Aufgabenstellung
Führen Sie den Ausgangstext über die Kritik der Gewerkschaftschefs Benner und Werneke am „Herbst der Reformen“ im Anschluss an seinen letzten Satz fort.

Ausgangstext
┌────────
Den "Herbst der Reformen", den die Bundesregierung ausgerufen hatte, nannten die Chefs der beiden größten deutschen Gewerkschaften einen "Herbst der Grausamkeiten". Benner und Werneke, die zusammen etwa vier Millionen Arbeitnehmer vertreten, wiesen gegenüber der "SZ" die Behauptung von Bundeskanzler Friedrich Merz (CDU) zurück, Deutschland könne sich das Sozialsystem nicht mehr leisten. Die Ausgaben für Arbeitslose und Bürgergeldempfänger seien im Verhältnis zur Wirtschaftsleistung nicht höher als vor 20 Jahren, die Rentenausgaben sogar gesunken, argumentierten sie.
Benner und Werneke machten eigene Vorschläge zur Finanzierung des Sozialstaats. "Die Ausgaben für Pharmaindustrie, Ärzte und Krankenhäuser gehören auf den Prüfstand", forderte Benner. Werneke schlug vor, die Mehrwertsteuer auf Medikamente auf sieben Prozent zu senken und Kranken- und Pflegekassen für versicherungsfremde Leistungen zu entschädigen, was versicherungspflichtig Beschäftigte um mindestens 20 Milliarden Euro entlasten würde.
└────────
Angezeigte Informationen
┌────────
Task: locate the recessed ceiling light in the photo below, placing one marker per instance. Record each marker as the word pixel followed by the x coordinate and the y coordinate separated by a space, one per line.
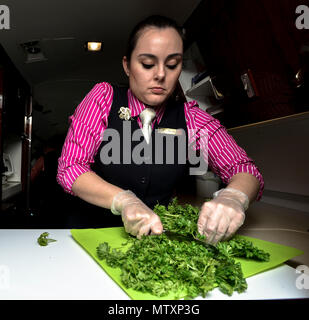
pixel 94 46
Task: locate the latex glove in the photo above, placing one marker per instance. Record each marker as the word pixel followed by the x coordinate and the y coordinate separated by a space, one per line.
pixel 138 219
pixel 221 217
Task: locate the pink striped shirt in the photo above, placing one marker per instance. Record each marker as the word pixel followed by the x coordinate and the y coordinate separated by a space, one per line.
pixel 224 157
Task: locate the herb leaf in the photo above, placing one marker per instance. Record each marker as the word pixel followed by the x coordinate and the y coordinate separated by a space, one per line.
pixel 43 240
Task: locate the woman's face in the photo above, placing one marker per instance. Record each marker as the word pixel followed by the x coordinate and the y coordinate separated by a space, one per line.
pixel 155 65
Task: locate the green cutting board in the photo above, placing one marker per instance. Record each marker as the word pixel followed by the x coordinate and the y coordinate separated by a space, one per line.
pixel 89 239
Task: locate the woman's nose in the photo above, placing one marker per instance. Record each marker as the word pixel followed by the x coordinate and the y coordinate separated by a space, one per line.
pixel 160 73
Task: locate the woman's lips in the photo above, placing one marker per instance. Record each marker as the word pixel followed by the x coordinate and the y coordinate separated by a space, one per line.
pixel 157 90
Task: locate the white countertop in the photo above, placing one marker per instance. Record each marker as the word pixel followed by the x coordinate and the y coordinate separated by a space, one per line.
pixel 63 270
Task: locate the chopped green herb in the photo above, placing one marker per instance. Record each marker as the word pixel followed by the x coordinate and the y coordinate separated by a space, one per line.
pixel 43 240
pixel 161 266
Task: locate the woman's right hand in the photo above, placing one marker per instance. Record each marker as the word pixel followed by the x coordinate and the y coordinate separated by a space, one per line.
pixel 138 219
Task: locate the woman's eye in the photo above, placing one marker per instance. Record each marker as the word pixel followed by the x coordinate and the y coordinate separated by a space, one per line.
pixel 147 66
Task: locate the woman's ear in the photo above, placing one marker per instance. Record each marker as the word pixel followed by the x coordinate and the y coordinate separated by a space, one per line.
pixel 125 65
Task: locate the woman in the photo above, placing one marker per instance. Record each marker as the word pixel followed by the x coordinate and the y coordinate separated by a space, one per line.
pixel 153 64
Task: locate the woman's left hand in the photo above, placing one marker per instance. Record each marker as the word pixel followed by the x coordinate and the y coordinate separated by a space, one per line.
pixel 221 217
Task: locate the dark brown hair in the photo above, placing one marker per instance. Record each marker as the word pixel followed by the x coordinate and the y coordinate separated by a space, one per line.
pixel 157 21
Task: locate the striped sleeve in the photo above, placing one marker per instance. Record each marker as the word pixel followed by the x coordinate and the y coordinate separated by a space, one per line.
pixel 220 150
pixel 84 136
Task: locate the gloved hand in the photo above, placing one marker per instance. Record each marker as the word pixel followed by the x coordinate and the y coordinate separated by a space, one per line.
pixel 138 219
pixel 221 217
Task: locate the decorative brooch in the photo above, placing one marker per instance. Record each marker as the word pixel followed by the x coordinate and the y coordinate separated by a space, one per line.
pixel 125 113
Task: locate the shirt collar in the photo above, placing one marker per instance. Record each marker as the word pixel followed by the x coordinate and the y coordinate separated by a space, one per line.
pixel 136 107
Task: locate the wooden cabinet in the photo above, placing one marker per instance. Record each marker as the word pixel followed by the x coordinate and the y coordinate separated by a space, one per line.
pixel 259 39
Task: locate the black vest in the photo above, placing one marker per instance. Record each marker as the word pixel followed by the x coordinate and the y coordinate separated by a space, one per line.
pixel 152 182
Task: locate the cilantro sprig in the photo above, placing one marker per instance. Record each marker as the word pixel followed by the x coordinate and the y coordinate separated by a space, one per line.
pixel 43 240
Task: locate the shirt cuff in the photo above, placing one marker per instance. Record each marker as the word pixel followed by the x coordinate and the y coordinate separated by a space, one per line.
pixel 252 169
pixel 71 174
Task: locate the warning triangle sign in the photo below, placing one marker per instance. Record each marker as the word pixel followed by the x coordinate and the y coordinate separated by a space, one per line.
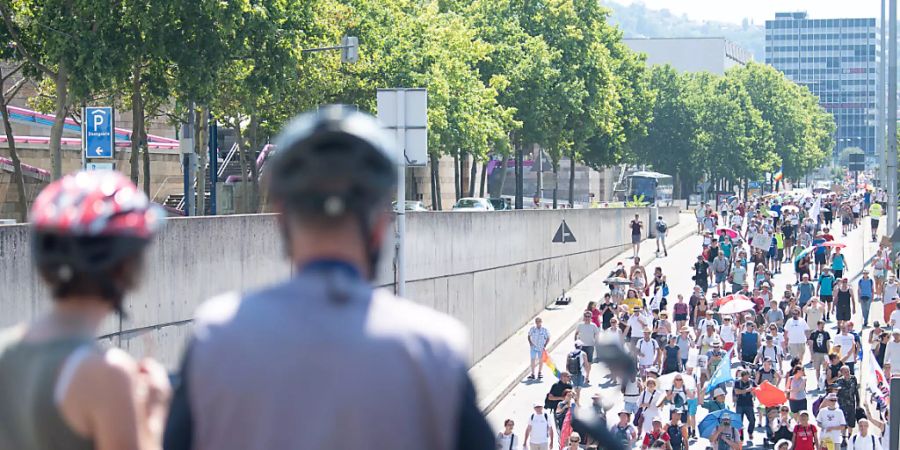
pixel 563 234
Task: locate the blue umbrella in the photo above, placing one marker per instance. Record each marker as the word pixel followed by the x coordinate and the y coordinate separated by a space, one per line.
└────────
Antwortfeld
Gleichzeitig sollen Reiche einen höheren Beitrag leisten. "Eine Vermögenssteuer für Superreiche ist überfällig", sagte Benner, "Gleiches gilt für die Neugestaltung der Erbschaftssteuer für Superreiche."
Werneke übte scharfe Kritik an der geplanten Reform des Bürgergelds. "Wie die CDU/CSU vorgeht, das ist unanständig", sagte er. Die Union stelle ihre Forderungen "ohne jedes Mitgefühl für die Schicksale auf, für Menschen mit psychischen Erkrankungen oder alleinerziehende Mütter, die sich um ihre Kinder kümmern".
Die Kürzung der Wohnungskosten sei in Ballungsräumen mit hohen Mieten verheerend, warnte der Verdi-Chef. "Was die Regierung beschließt, führt am Ende zu Obdachlosigkeit."